> What is required
Rewrite the entries below, replacing every "Highlight" with "Mark" and leaving everything else unchanged.

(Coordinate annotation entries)
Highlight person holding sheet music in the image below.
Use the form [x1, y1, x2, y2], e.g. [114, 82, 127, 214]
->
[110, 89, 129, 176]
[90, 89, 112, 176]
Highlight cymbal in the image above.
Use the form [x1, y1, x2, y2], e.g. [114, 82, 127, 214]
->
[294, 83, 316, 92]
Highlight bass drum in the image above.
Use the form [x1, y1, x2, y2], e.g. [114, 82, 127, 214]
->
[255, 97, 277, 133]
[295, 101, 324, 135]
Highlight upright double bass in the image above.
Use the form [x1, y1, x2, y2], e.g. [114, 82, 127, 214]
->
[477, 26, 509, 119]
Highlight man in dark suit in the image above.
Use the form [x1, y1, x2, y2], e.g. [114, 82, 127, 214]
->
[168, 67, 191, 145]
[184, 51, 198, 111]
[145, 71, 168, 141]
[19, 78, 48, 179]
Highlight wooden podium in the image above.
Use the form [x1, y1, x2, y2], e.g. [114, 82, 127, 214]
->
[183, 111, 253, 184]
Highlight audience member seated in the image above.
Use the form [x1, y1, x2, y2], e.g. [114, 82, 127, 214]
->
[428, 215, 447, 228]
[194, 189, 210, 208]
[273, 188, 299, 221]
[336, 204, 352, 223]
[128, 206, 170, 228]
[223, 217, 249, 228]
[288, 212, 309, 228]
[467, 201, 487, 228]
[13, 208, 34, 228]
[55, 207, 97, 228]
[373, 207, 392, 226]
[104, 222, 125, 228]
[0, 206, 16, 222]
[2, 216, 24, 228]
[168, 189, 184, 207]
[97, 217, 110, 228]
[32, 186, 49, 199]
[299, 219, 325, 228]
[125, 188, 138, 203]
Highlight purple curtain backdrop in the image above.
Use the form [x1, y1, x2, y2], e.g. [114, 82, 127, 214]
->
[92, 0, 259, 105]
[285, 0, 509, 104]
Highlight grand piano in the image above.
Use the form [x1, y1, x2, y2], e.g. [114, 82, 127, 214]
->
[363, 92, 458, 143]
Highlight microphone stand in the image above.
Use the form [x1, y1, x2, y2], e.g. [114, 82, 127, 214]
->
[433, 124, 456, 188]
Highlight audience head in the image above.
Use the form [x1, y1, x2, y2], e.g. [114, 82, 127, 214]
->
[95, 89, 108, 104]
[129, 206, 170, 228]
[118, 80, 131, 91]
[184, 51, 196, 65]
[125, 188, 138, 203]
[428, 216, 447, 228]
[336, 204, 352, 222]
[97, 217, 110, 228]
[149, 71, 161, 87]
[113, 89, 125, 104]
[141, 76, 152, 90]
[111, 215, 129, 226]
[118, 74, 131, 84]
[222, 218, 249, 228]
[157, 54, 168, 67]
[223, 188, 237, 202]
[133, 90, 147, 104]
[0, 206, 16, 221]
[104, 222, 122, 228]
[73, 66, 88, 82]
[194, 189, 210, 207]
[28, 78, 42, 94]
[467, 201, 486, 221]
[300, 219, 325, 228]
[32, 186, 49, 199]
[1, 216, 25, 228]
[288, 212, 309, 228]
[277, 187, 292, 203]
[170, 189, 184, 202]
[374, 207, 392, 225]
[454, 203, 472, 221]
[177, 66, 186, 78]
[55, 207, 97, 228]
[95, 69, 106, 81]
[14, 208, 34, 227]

> Output below
Mark person holding sheet music in the image below.
Use the form [x1, y1, x2, y2], e.g. [114, 82, 127, 214]
->
[110, 89, 129, 176]
[90, 89, 112, 176]
Mark cymbal in the image above.
Use the form [x1, y1, x2, y2], e.g. [114, 82, 127, 214]
->
[294, 83, 316, 92]
Mark bass drum in the image above.
Use the form [x1, y1, x2, y2], e.g. [114, 82, 127, 214]
->
[255, 97, 277, 133]
[295, 101, 324, 135]
Mark upright double bass in the image above.
Use the form [x1, y1, x2, y2], e.g. [114, 82, 127, 214]
->
[477, 26, 509, 119]
Mark man in dark suit in the image above.
Use the form [x1, y1, x2, y2], e.g. [114, 82, 127, 214]
->
[168, 67, 191, 145]
[184, 51, 198, 111]
[145, 71, 168, 141]
[19, 78, 48, 179]
Mark wooden podium in the image above.
Use the form [x1, y1, x2, y2], e.g. [114, 82, 127, 214]
->
[183, 111, 253, 184]
Mark audience member seated in the image above.
Use the form [x1, y1, x2, y2], e.g. [114, 82, 127, 214]
->
[428, 215, 447, 228]
[194, 189, 210, 208]
[273, 188, 299, 221]
[336, 204, 352, 223]
[128, 206, 170, 228]
[223, 217, 249, 228]
[288, 212, 309, 228]
[467, 201, 487, 228]
[13, 208, 34, 228]
[55, 207, 97, 228]
[373, 207, 392, 226]
[104, 222, 125, 228]
[0, 206, 16, 222]
[2, 216, 24, 228]
[168, 189, 184, 207]
[97, 217, 110, 228]
[32, 186, 49, 199]
[299, 219, 325, 228]
[125, 188, 138, 203]
Mark purple curtain backdrop in the image above.
Use the form [x1, y1, x2, y2], e.g. [114, 82, 127, 214]
->
[92, 0, 259, 105]
[285, 0, 509, 104]
Mark grand piano in the image above.
Use the form [x1, y1, x2, y2], e.g. [114, 82, 127, 214]
->
[363, 92, 458, 143]
Mark microphone stand in the image above.
Use the form [x1, y1, x2, y2], e.g. [114, 82, 127, 214]
->
[433, 124, 456, 188]
Mark audience head in the image above.
Use the form [x1, y1, x2, y2], e.g. [114, 82, 127, 214]
->
[95, 89, 108, 104]
[129, 206, 170, 228]
[118, 80, 131, 91]
[184, 51, 196, 65]
[125, 188, 138, 203]
[428, 216, 447, 228]
[336, 204, 352, 222]
[97, 217, 110, 228]
[149, 71, 161, 87]
[113, 89, 125, 104]
[141, 76, 152, 90]
[111, 215, 129, 226]
[118, 74, 131, 84]
[222, 218, 249, 228]
[157, 54, 168, 67]
[223, 188, 237, 202]
[133, 90, 147, 104]
[0, 206, 16, 221]
[104, 222, 122, 228]
[73, 66, 88, 82]
[194, 189, 210, 207]
[28, 78, 42, 94]
[467, 201, 486, 221]
[300, 219, 325, 228]
[32, 186, 49, 199]
[1, 216, 25, 228]
[288, 212, 309, 228]
[277, 187, 292, 203]
[170, 189, 184, 202]
[374, 207, 392, 225]
[454, 203, 472, 221]
[177, 66, 186, 78]
[55, 207, 97, 228]
[95, 69, 106, 81]
[14, 208, 34, 227]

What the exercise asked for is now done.